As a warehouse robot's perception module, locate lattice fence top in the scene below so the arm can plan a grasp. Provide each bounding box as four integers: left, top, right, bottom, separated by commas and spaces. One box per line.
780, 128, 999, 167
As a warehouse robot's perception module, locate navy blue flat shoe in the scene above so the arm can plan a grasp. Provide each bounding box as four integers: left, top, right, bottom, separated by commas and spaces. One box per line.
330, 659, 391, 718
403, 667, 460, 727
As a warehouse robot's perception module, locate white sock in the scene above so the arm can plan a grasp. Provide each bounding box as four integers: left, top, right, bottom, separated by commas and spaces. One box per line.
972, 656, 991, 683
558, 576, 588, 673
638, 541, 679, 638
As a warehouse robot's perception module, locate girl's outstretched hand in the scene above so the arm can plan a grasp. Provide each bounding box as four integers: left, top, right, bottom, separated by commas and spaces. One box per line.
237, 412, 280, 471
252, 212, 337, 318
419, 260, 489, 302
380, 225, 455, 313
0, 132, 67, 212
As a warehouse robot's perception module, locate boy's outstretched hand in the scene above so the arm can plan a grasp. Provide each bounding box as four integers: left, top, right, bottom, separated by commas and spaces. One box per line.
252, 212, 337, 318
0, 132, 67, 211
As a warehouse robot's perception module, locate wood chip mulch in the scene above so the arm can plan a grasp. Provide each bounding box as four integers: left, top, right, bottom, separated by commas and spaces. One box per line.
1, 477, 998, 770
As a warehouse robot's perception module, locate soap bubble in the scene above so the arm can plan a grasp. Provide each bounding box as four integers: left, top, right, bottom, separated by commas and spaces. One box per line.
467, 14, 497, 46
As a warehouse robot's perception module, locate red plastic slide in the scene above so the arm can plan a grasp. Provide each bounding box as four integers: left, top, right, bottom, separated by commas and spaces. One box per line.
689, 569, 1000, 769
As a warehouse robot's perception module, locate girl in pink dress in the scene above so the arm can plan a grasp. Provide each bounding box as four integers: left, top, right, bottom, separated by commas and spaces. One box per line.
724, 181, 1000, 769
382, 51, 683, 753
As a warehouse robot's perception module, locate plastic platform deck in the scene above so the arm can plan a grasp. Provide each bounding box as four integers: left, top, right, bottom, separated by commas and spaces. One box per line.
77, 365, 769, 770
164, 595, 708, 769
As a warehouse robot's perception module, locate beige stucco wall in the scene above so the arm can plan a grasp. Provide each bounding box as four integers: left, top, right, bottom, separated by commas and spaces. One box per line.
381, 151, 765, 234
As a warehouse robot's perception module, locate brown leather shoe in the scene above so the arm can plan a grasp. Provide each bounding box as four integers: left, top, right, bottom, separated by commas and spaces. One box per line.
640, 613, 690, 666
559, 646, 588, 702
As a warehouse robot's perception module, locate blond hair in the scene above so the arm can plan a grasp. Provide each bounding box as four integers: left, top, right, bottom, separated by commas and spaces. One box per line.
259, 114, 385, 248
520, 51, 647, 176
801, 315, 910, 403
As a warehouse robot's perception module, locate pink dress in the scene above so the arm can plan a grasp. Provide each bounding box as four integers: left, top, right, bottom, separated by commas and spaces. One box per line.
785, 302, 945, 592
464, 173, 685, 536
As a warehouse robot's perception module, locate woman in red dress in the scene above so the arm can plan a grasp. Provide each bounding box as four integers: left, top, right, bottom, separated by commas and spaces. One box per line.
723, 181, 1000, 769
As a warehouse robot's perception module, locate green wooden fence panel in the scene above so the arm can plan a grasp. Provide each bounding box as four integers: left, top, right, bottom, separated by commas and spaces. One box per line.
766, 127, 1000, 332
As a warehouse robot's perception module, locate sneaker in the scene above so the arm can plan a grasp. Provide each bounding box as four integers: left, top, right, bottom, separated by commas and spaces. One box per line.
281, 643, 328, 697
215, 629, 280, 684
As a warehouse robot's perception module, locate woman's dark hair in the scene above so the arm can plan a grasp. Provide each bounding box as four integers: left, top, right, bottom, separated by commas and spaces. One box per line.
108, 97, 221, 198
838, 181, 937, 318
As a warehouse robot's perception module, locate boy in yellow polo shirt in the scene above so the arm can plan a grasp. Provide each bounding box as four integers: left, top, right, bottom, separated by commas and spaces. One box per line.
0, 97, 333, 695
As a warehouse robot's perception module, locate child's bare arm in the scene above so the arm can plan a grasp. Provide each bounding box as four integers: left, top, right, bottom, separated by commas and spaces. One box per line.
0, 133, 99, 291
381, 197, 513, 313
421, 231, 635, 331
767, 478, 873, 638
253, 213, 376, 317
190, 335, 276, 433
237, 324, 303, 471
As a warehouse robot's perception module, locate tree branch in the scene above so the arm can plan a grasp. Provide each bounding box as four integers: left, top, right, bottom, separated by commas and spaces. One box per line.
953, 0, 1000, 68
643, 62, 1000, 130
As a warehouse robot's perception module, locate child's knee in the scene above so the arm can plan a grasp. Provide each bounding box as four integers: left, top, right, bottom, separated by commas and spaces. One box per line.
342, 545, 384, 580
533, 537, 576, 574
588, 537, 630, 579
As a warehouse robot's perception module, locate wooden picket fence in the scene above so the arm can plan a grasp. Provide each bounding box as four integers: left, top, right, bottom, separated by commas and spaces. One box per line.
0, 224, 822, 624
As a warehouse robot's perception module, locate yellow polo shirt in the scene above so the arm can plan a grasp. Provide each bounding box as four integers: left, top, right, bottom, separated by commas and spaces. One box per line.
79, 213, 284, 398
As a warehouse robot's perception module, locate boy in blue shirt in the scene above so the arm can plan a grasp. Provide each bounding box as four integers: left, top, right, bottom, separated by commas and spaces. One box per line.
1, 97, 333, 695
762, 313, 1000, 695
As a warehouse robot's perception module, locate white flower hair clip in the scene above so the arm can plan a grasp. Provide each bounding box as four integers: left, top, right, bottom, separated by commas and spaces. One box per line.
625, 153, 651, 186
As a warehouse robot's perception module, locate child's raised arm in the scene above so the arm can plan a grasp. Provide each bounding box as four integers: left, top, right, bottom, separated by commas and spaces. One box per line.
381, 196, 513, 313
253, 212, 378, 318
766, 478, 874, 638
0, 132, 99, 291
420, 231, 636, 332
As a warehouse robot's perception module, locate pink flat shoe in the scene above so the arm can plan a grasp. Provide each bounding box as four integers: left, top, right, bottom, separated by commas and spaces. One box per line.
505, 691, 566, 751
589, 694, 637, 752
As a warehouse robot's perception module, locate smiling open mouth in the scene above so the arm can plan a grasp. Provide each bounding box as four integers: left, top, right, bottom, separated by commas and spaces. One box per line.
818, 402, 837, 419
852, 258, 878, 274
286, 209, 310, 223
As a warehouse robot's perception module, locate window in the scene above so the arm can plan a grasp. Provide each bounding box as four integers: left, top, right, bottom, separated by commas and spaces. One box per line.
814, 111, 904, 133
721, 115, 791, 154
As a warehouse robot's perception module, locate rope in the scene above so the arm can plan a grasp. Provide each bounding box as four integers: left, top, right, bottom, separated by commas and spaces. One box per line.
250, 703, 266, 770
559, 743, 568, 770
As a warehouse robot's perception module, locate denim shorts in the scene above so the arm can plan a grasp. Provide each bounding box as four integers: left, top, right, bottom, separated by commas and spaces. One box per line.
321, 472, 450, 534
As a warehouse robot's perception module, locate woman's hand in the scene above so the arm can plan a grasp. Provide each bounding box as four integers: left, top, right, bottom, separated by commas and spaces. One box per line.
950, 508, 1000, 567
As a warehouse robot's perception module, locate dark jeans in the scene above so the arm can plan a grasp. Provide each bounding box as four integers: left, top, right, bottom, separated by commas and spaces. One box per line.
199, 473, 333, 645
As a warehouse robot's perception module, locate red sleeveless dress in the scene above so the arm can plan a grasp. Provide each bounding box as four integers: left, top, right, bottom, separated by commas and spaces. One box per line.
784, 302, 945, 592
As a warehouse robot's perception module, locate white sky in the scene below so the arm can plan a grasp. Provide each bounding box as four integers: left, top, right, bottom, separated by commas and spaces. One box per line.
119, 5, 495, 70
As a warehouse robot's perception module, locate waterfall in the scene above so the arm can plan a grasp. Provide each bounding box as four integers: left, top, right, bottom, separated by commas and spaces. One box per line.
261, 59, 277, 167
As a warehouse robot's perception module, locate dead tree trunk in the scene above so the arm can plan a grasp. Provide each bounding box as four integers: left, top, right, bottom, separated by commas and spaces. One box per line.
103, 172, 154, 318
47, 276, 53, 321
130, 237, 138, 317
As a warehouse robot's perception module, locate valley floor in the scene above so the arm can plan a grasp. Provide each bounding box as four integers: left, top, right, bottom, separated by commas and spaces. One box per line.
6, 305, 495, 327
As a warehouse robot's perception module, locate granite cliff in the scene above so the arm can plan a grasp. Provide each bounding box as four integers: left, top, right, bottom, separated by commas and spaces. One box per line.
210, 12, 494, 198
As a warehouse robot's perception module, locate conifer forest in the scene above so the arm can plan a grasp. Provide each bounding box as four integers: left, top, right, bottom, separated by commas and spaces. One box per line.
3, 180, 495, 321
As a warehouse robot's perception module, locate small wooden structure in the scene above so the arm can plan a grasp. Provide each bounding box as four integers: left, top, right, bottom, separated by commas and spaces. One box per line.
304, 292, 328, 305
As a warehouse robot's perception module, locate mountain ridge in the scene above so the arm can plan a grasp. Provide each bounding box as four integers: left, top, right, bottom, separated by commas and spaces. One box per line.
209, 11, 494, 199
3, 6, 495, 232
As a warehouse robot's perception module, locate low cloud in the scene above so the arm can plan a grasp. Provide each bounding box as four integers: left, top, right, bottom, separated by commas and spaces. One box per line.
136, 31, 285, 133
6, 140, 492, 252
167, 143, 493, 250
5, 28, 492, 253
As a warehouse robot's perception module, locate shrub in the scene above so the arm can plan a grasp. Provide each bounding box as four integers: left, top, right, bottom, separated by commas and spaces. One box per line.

TASK INSTRUCTIONS ▸
From the line that contains "As a warehouse robot's perception module, locate small" through the last line of the listing, every line is to be restated word for word, both ends included.

OUTPUT OF THE EXERCISE ▸
As a warehouse robot's perception module, locate small wooden structure in the scene above so the arm can plan a grasp. Provide each bounding box as four integers: left, top, right, bottom, separated by commas and spaces. One box per line.
304, 292, 328, 305
As a warehouse robot's perception module, locate mountain ridge in the scene above so the arm can plan a grasp. Provide each bounding box as four integers: left, top, right, bottom, separated by commas and spaces. One box per line.
209, 11, 494, 199
3, 6, 495, 232
As a warehouse robot's perception module, locate low cloud in the scene above so the arm can plan a grasp. Provide each bounding box as four integers: left, top, right, bottom, separated by commas and spaces. One box per line.
136, 31, 285, 133
6, 140, 492, 252
167, 143, 493, 250
5, 28, 492, 253
As a warehouse robot's perception module, locate shrub in the scene above so the arm can plan a grasp. Provide each bounding box as four integers: left, top, right, bottom, separated by commas and spaces. One box per line.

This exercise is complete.